* What you will do
Write out the listing below without alteration, omitting its pictures.

* The data

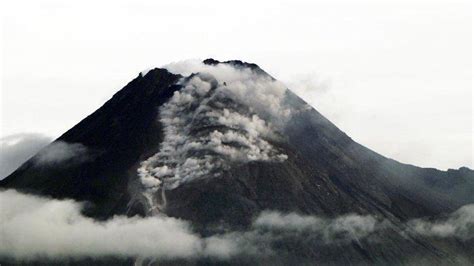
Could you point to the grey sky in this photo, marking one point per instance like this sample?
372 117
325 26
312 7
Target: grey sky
395 76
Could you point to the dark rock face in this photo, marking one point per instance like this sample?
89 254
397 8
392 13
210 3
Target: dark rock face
326 173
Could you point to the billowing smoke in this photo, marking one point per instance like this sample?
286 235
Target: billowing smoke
223 115
17 149
60 152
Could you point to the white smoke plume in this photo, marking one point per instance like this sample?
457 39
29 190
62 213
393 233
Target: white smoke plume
223 115
17 149
61 151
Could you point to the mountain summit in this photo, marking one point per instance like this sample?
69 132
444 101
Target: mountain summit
219 143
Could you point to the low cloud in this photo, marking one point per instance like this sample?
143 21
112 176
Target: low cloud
36 227
459 224
60 151
17 149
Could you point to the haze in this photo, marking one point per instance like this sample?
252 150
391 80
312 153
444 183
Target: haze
395 76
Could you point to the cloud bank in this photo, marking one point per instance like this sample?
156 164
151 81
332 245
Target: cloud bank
460 224
35 227
60 152
17 149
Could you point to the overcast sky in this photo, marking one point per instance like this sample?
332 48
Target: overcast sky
395 76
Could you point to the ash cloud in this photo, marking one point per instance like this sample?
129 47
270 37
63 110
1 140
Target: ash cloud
17 149
223 115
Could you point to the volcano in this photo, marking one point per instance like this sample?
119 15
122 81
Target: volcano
218 143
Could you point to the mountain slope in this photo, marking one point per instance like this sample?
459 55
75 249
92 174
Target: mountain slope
254 156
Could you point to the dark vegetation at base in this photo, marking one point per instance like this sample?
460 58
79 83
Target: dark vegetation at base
326 174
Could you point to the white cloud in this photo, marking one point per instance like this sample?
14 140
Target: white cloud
17 149
223 115
61 151
37 227
459 224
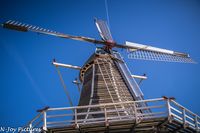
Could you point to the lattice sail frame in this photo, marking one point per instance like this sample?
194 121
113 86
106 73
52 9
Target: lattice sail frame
145 52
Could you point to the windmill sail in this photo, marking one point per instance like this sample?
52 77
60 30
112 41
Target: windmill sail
15 25
145 52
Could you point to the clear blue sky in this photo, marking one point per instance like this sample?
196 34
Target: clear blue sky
29 82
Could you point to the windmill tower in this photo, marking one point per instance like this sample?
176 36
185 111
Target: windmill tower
111 100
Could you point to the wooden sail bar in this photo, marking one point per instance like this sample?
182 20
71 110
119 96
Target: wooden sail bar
167 115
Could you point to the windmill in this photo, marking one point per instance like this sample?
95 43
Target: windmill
106 80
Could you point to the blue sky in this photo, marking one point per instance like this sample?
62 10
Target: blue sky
29 81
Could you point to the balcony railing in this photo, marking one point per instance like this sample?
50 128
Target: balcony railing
106 114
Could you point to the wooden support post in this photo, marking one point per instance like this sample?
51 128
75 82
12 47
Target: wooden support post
135 111
30 126
169 110
184 117
196 123
75 118
106 119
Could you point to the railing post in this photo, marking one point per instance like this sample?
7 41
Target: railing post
184 117
30 126
106 119
44 121
169 109
196 123
75 117
135 111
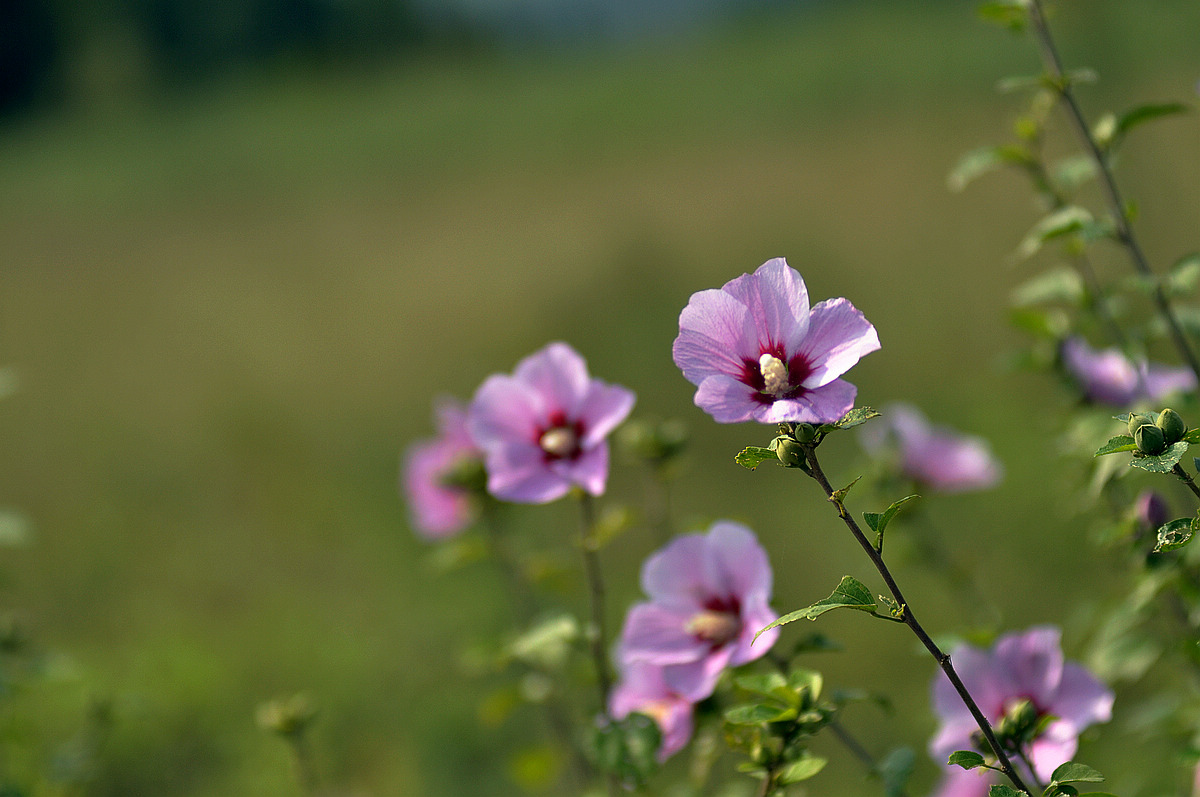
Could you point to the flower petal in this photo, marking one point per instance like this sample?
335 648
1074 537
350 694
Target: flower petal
839 336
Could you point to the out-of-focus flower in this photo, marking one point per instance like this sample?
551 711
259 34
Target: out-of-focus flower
642 689
544 429
1019 667
708 598
439 503
1109 377
935 456
756 351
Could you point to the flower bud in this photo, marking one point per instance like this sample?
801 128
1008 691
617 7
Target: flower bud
1140 419
789 451
1174 429
1150 439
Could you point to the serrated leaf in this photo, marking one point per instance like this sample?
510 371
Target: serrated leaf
1061 222
1116 444
983 161
965 759
850 593
1162 462
879 521
1075 772
1057 285
751 456
1174 534
894 771
802 769
759 713
856 417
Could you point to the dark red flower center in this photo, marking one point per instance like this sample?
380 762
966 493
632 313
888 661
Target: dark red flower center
774 375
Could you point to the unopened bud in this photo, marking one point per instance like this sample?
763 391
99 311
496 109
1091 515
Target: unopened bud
1140 419
1150 439
789 451
1174 429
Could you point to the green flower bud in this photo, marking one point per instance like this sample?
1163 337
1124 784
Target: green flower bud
1174 429
1150 439
1140 419
789 451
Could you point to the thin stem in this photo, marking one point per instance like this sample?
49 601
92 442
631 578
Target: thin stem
1186 478
910 619
857 749
1108 183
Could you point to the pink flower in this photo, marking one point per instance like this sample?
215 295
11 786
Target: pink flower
544 429
756 351
642 689
439 509
708 598
935 456
1019 666
1109 377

* Task solution
Could you point to the grey sky in this photo, marking one point per instance like this sample?
372 117
325 26
312 7
Target: grey sky
395 76
Could you point to the dark rock face in this photo, marking one point per instance like this sample?
89 254
397 8
392 13
210 3
Target: dark rock face
326 173
Could you point to the billowing smoke in this photo, marking one point per instance like this sample?
286 235
Target: billowing smoke
223 115
17 149
60 152
Could you point to the white smoke plume in this photo, marking one point per instance like this sample?
457 39
29 190
62 213
393 233
Target: white smoke plume
223 115
17 149
61 151
Could you point to the mountain summit in this photo, marking one point per instance like this sample?
69 132
444 101
Target: mountain summit
219 143
Could you point to the low cloud in this photo, marking one point per instance like this sample?
143 21
112 176
Target: low cloud
36 227
459 224
60 151
17 149
Could you point to the haze in this photo, marking one point per instance like this sample?
252 150
391 80
312 153
444 183
Target: haze
395 76
Could you point to the cloud bank in this photo, marking one point per instance like this sample?
156 164
151 81
332 245
Target: cloud bank
460 224
35 227
60 152
17 149
Could you point to the overcast sky in this photo, marking one point per instance like this sample?
332 48
Target: overcast sky
395 76
Could you point to the ash cloud in this photo, marking one point per instance like this sample?
129 47
270 37
63 110
1 140
Target: ash cloud
17 149
223 115
Could you point to the volcano in this photo, marking one point per instance like this sample?
119 15
122 81
Target: volcano
218 143
Could you point to the mountain slope in this photo, marking one point per instance like this sample?
459 55
75 249
92 174
Target: mountain slope
254 156
Could you point to the dark vegetation at base in this photo, marking one point per instance like this sample?
460 58
79 83
Target: dark vegetation at base
326 174
Could you point to the white cloud in this photo, marking one point per instance like this sample?
14 140
Target: white cloud
17 149
223 115
61 151
37 227
459 224
Could you point to the lattice sail frame in this photo, marking one point per instance like this sample?
194 121
113 86
106 73
52 9
Target: lattice sail frame
145 52
Could you point to the windmill sail in this photo, marking one point per instance like this sample?
52 77
60 30
112 41
Target: windmill sail
15 25
145 52
Could you point to the clear blue sky in this photo, marking one point per instance like this sample?
196 34
Target: clear blue sky
29 82
Could you point to the windmill tower in this photo, marking one point per instance like this sample?
176 36
185 111
Target: windmill tower
111 100
Could you point to the wooden sail bar in this photo, marking one point per instance like this sample?
182 20
71 110
119 96
Target: wooden sail bar
167 115
Could you point to the windmill in this photo, marking one point per instance like this sample?
95 43
Target: windmill
106 80
Could you point to the blue sky in this photo, marking one point per instance like this sample?
62 10
Target: blue sky
29 81
Could you point to the balcony railing in this photo, marking one point per instance like this sample?
50 128
Target: balcony railing
106 114
Could you point to the wooden support post in this photo, marking one point per instance like this sample?
51 128
75 82
12 47
Target: wooden support post
135 111
30 126
169 110
184 117
196 123
75 118
106 119
Could you point to the railing post in this photo, marking one point per instance like this sample?
7 41
Target: railing post
184 117
30 126
106 119
44 121
169 109
196 123
75 117
135 111
Could you point to the flower petal in this photo, marking one point per instance like this sample?
335 648
1074 537
350 694
Target: flower petal
839 336
Could you point to the out-of-focus flower in this photo, marking one point per instance like this sample?
551 711
259 34
Target: out-of-focus flower
642 689
544 429
1019 667
708 598
439 503
1109 377
935 456
756 351
Could you point to the flower bud in this photo, marking one point per instance like this sample?
801 128
1008 691
617 7
Target: flower bud
1140 419
789 451
1174 429
1150 439
Could you point to the serrated leaf in this photo, marking one point per instance like this sample?
510 371
Target: serrated leaf
1061 222
1116 444
983 161
965 759
850 593
1162 462
879 521
1075 772
1057 285
751 456
1174 534
894 771
802 769
759 713
856 417
Could you point to the dark red flower center in this photo, marking one point per instance like this sample?
380 762
966 493
632 313
888 661
Target: dark red flower center
774 375
Could you point to the unopened bud in this photo, marking one point per instance like this sample?
763 391
99 311
496 109
1091 515
Target: unopened bud
1140 419
1150 439
789 451
1174 429
Could you point to the green flower bud in this photo, marking one point per instance like this sample?
1163 337
1124 784
Target: green flower bud
1174 429
1150 439
1140 419
789 451
Could you point to the thin stem in this photo, marking one point per instance like this sample?
49 601
92 442
631 578
Target: thin stem
1186 478
910 619
857 749
1108 183
Could you point to the pink flower in this photo, marking one point per instance like this sample?
215 295
11 786
Target: pink flower
544 429
756 351
642 689
439 509
708 598
935 456
1019 666
1109 377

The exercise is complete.